Task data:

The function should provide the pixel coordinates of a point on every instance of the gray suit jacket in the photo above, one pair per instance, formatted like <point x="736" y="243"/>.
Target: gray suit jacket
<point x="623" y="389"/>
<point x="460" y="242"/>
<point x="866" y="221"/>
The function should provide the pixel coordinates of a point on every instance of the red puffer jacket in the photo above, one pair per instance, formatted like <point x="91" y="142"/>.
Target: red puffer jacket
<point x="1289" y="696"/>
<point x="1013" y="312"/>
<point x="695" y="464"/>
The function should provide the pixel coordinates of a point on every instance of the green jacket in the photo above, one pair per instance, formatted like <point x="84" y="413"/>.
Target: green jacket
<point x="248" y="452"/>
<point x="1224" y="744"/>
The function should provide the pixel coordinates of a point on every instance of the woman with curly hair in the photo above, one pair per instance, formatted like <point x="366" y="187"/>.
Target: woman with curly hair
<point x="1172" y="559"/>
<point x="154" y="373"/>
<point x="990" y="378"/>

Objective: Please rewrite every line of all the items above, shifting each x and y coordinate in the answer points up by 129 and leaving all other text and numbers unchanged.

In response:
The function should provide the pixel coordinates of a point on every instance of the gray suit jacket in the photo above, one pair per instance, formatted like <point x="736" y="243"/>.
Target: gray suit jacket
<point x="752" y="518"/>
<point x="589" y="371"/>
<point x="995" y="350"/>
The function should provide the pixel coordinates of a point on every instance of the red puffer jacket in the photo above, one pair per instance, formatted like <point x="91" y="142"/>.
Target: red puffer jacket
<point x="1418" y="825"/>
<point x="1142" y="441"/>
<point x="824" y="593"/>
The function should provide the pixel coordinates of a point on every instance of the green jacket in the photo above, one pair per instance, formatted like <point x="84" y="413"/>.
Target: green jacket
<point x="377" y="581"/>
<point x="1353" y="873"/>
The function should provide the pixel coordinates of a point on every instance of the woman with curly hair in the photo above, one pair per instance, formatted like <point x="366" y="187"/>.
Target: woman with curly hair
<point x="1301" y="688"/>
<point x="283" y="502"/>
<point x="1119" y="507"/>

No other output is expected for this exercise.